Helen Baron Studio
Clay is the most wonderful stuff. Any trip to a museum will demonstrate the endlessly varied ceramic objects made over the centuries in different cultures and by different potters. The difficulty all we potters have is trying to find the use of clay which suits us best in a world of possibilities. You will see from this website that I use clay in different ways - to make pit-fired pots, domestic earthenware, tiles and mosaics. I enjoy making them all and find that in 365 days there's time to develop each of these different strands every year.
These earthenware, heavily grogged pots are thrown, turned and burnished with the pit-firing in mind, where they will be transformed by smoke. The lines on the pots, the flashes of colour, the curls of grey and dense black areas come from wires wrapped around the pots and an alchemical mix of carefully placed oxides, salts and sawdust which imprint their patterns on the burnished clay in the pit firing. I can influence the effects of the firing, but never control them. The position of every pot and piece of wood, the intensity of the fire and even the wind will all affect the movement of the smoke across the surface of the pots, and while this process is unpredictable, it is also very liberating and tremendously exciting.
NB As these pots are not glazed, they will not hold water.
It seems to me that working in pottery one is bringing together the four elements of earth, water, fire and air and adding to them humanity. Whether by luck or skill, if these five elements are all balanced in a pot it can have an indefinable rightness - soul. Occasionally one comes across a pot which looks absolutely right, in its proportions, decoration, honesty, usefulness. It is evidently made of clay, one can see that it was soft whenformed, but the clay hasn't taken over, nor the fire with all its pyrotechnic possibilities, nor the potter with laboured decoration. Many medieval jugs have these qualities. Perhaps there's no replacement for a long apprenticeship turning out workaday pots until skill is assured and self consciousness has been carried away.

━━━━━━━━━━

■ **Given task A**: In the studio text, what reason is given for the pit-fired pots being unable to hold water?
■ **Given task B**: List the ways of using clay that the studio text says the potter works in.
■ **Given task C**: Return the stretch of the studio text from "These earthenware, heavily" through "not hold water.", copied word for word.

[Dataset records]
━━━━━━━━━━

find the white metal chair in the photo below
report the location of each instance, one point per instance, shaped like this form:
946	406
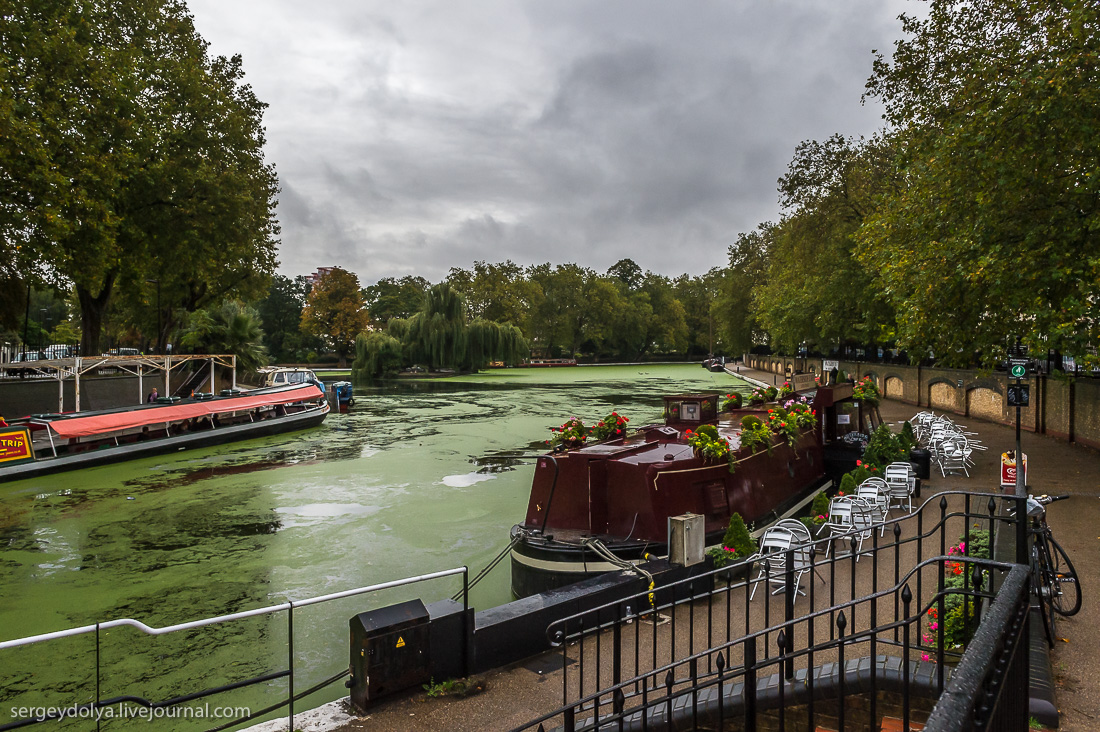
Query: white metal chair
953	458
802	536
850	517
774	545
877	493
901	483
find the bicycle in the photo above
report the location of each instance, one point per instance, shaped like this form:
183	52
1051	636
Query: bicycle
1054	580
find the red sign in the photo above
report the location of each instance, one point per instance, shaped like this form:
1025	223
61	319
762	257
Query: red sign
1009	469
15	445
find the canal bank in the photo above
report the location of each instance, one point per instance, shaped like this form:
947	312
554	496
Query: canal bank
521	691
418	477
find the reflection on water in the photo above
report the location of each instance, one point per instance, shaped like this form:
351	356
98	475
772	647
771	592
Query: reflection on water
420	477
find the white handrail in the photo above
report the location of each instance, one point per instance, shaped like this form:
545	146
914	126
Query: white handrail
221	619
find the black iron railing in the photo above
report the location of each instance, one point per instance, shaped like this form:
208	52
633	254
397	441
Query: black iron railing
693	654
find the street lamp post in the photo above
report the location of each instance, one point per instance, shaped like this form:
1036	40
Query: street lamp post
45	336
157	283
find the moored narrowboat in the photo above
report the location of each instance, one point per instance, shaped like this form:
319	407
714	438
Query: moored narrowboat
601	506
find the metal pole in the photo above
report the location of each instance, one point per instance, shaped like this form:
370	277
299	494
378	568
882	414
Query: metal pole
26	319
1021	498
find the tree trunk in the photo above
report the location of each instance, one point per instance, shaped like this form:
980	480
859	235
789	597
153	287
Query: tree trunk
91	315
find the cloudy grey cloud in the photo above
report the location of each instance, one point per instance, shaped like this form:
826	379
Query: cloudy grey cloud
415	137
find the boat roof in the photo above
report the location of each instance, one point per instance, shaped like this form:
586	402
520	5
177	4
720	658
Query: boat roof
85	424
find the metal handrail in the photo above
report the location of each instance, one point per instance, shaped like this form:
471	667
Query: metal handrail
285	607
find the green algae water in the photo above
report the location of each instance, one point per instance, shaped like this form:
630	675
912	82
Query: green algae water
420	477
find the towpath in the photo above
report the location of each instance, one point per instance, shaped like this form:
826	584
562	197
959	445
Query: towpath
525	690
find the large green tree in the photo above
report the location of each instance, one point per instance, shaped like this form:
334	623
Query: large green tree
996	231
281	314
395	298
817	293
334	312
130	160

━━━━━━━━━━

■ **Expected output A**: They are not glazed.

■ **Expected output B**: Pit-fired pots, domestic earthenware, tiles, and mosaics.

■ **Expected output C**:
These earthenware, heavily grogged pots are thrown, turned and burnished with the pit-firing in mind, where they will be transformed by smoke. The lines on the pots, the flashes of colour, the curls of grey and dense black areas come from wires wrapped around the pots and an alchemical mix of carefully placed oxides, salts and sawdust which imprint their patterns on the burnished clay in the pit firing. I can influence the effects of the firing, but never control them. The position of every pot and piece of wood, the intensity of the fire and even the wind will all affect the movement of the smoke across the surface of the pots, and while this process is unpredictable, it is also very liberating and tremendously exciting.
NB As these pots are not glazed, they will not hold water.